LARUS Gliding Sensor Unit
1.050,00 € – 1.800,01 €
incl. VAT plus shipping
LARUS sensor unit with housing and electronics. A separate display device is required to display the data, such as an OpenVario or a Bluetooth-enabled device with XCSoar.
- LARUS sensor unit in black anodized aluminum housing
- 1 GNSS antenna (LARUS Essential) or 2 GNSS antennas (LARUS Dual-GNSS)
- Brass mounting screws and nuts
- 2 Fastening clamps
- 4GB Micro SD card with adapter
- RJ45 cable 1 m
Delivery time: 5-7 business days
High end variometer. Precise real-time wind determination. Artificial horizon.
The Larus sensor unit goes into series production and is now available from SteFly in the Essential or Dual-GNSS version!
Nach mehreren Jahren Entwicklung und Erprobung durch das LARUS-Projektteam um Dr. Klaus Schäfer, Horst Rupp und Maximilian Betz wird das High-End Variometer nun in Serie in Lizenz produziert.
The philosophy: better to measure than to estimate!
With high-precision sensors and GNSS receivers combined with sophisticated algorithms, the direction and strength of thermals and wind can be calculated extremely quickly and reliably.
How does LARUS work?
In short: Data from one (or two) GNSS receiver(s), an IMU (inertial measurement unit) and pressure sensors for static pressure and dynamic pressure are combined and evaluated in the LARUS sensor unit using special algorithms. The results are transferred to a display device via a serial interface or Bluetooth. For example, all OpenVarios or other devices running XCSoar are compatible with the LARUS sensor unit.
In principle, LARUS calculates:
- Energy-compensated climb or sink (variometer)
- Horizontal wind speed as an instantaneous value (live / real-time wind) and a value averaged over an adjustable period (e.g. 30 s)
- Attitude for display in an artificial horizon
- Pressure altitude / flight level FL
- True airspeed (TAS)
- Course over the ground (track)
- Drift angle (difference between track and heading)
In the Essential variant, LARUS has installed a precise GNSS receiver with an external active antenna. In the LARUS Dual-GNSS variant, on the other hand, a high-precision dual-band receiver is connected to two active, multi-frequency band antennas.
Central components of the LARUS sensor box and their tasks in detail
GNSS
In recent years, location determination using GNSS (Global Navigation Satellite System) has become much more accurate. Because GNSS also includes satellites from GLONASS, Galileo and BeiDou in addition to GPS satellites, the modern GNSS receivers installed in the LARUS sensor box can achieve a horizontal positioning accuracy of 1.5 - 2 m. In addition, the ground speed is measured three-dimensionally and used to support the flight attitude measurement and as a measured variable for the variometer.
The accuracy of the speed measurement is:
- LARUS Essential with uBlox M9N single-frequency receiver and GNSS antenna: horizontal approx. 0.1 km/h; vertically approx. 5 cm/s
- LARUS Dual GNSS with uBlox F9P dual GNSS receiver: horizontal approx. 0.05 km/h; vertically approx. 2.5 cm/s
IMU
Inertial Measurement Unit (IMU) describes an inertial measurement unit that combines several inertial sensors. LARUS relies on the high-quality IMU XSENS MTi-1. It measures three-dimensional acceleration, yaw rate and magnetic field.

> [ENTRIES]:
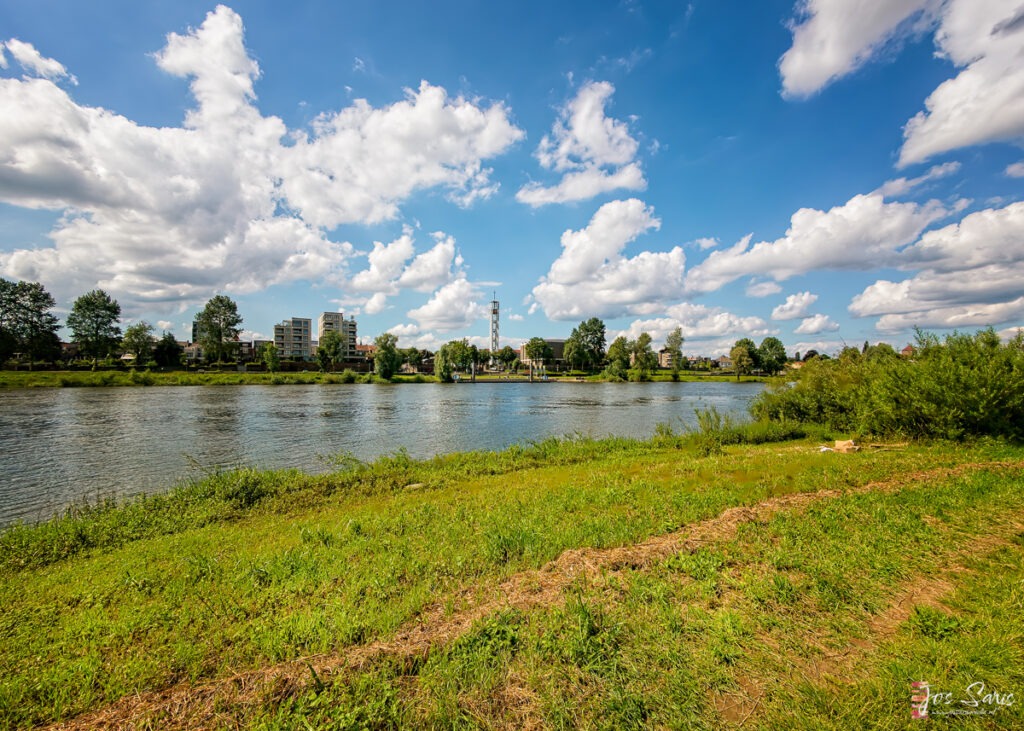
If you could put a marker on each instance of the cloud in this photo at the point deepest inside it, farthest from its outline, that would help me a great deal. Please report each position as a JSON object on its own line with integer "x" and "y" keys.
{"x": 834, "y": 38}
{"x": 32, "y": 61}
{"x": 816, "y": 324}
{"x": 593, "y": 277}
{"x": 968, "y": 274}
{"x": 762, "y": 289}
{"x": 231, "y": 200}
{"x": 595, "y": 154}
{"x": 861, "y": 234}
{"x": 795, "y": 306}
{"x": 984, "y": 102}
{"x": 901, "y": 186}
{"x": 454, "y": 306}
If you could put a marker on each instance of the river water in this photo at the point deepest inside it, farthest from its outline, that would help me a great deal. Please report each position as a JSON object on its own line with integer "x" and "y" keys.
{"x": 62, "y": 445}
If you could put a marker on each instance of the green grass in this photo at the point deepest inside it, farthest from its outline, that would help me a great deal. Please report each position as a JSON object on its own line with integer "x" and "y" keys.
{"x": 87, "y": 379}
{"x": 246, "y": 569}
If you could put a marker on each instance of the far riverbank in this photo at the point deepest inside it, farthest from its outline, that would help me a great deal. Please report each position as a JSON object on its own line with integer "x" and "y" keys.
{"x": 94, "y": 379}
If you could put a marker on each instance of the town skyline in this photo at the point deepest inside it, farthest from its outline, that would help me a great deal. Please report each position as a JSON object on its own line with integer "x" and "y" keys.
{"x": 806, "y": 171}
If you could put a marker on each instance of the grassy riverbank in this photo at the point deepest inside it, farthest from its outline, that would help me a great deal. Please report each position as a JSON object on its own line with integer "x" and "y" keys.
{"x": 686, "y": 581}
{"x": 89, "y": 379}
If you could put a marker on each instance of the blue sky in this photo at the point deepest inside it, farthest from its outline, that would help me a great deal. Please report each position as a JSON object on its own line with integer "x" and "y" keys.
{"x": 824, "y": 171}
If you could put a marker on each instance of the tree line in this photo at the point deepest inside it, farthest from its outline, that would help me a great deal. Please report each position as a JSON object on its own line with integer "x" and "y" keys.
{"x": 29, "y": 328}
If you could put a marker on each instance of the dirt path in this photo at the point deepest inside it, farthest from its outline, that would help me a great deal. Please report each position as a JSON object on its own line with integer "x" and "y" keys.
{"x": 186, "y": 705}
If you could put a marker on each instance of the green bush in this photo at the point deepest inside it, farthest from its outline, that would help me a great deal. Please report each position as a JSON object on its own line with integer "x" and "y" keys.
{"x": 967, "y": 385}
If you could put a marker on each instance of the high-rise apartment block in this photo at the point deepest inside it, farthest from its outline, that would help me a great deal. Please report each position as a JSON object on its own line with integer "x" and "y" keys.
{"x": 294, "y": 339}
{"x": 337, "y": 321}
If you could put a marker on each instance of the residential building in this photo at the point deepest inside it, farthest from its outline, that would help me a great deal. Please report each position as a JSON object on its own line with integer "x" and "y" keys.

> [WHAT YOU SHOULD DO]: In the LARUS sensor unit text, which IMU does LARUS rely on? The records come from a different source than the LARUS sensor unit text.

> [ANSWER TO THIS TASK]: The XSENS MTi-1.